## [JOB]
Rescale the records below by multiplying every point coordinate in the answers by 1.75 and rounding to whole numbers, with halves rounded up. Write out every line of all the records again, requests included, with the numbers in the requests and their format samples unchanged and the pictures left out.

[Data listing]
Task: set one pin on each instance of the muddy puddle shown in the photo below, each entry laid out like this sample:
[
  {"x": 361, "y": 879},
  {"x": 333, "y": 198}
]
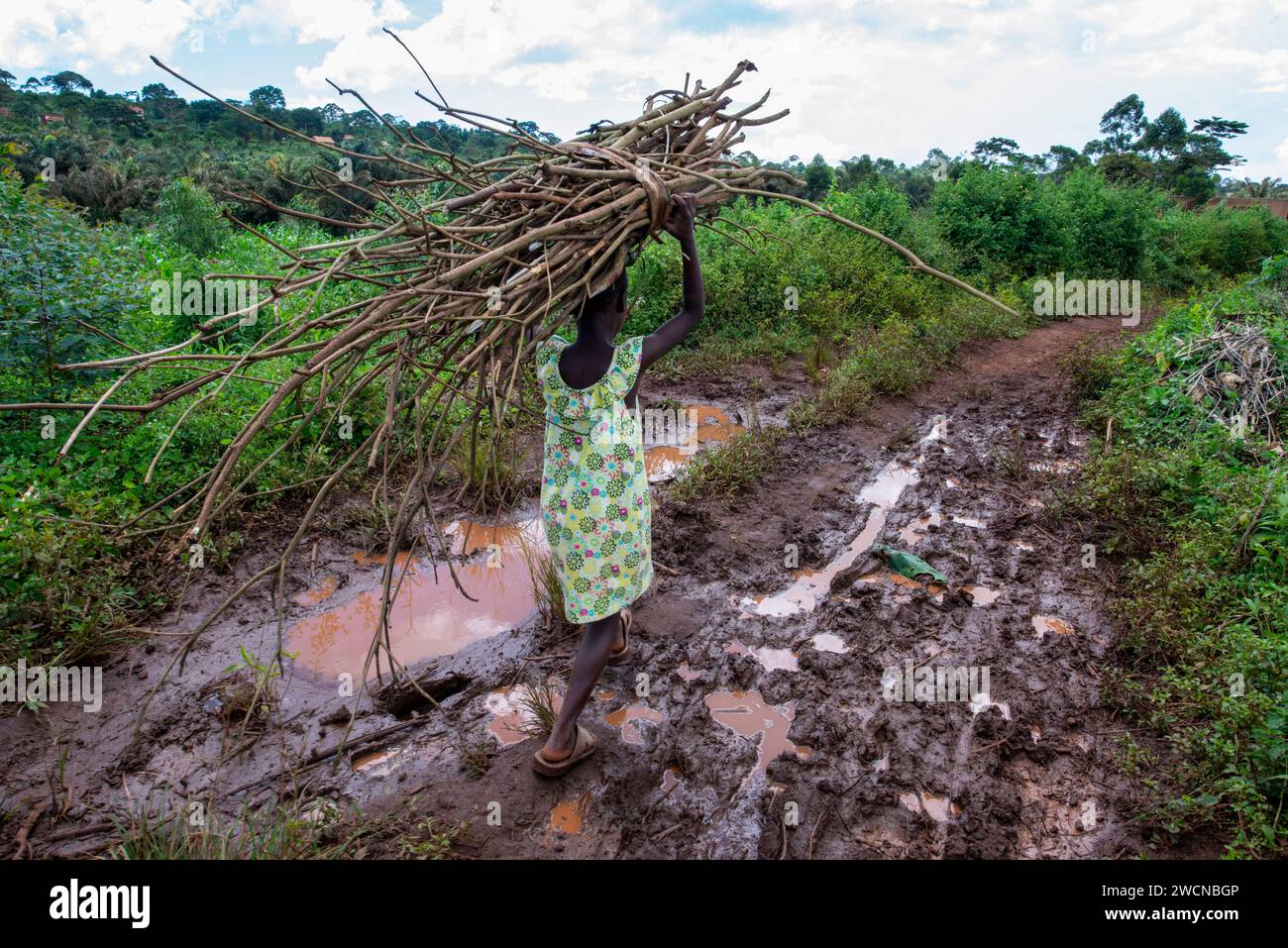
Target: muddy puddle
[
  {"x": 429, "y": 616},
  {"x": 880, "y": 496},
  {"x": 674, "y": 437}
]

## [WORKED ANSWER]
Task: set one pin on each instance of the muddy puddle shown in the photo below, each entry laid out like this sample:
[
  {"x": 361, "y": 879},
  {"x": 333, "y": 198}
]
Target: muddy puddle
[
  {"x": 751, "y": 1078},
  {"x": 1540, "y": 868},
  {"x": 1180, "y": 765}
]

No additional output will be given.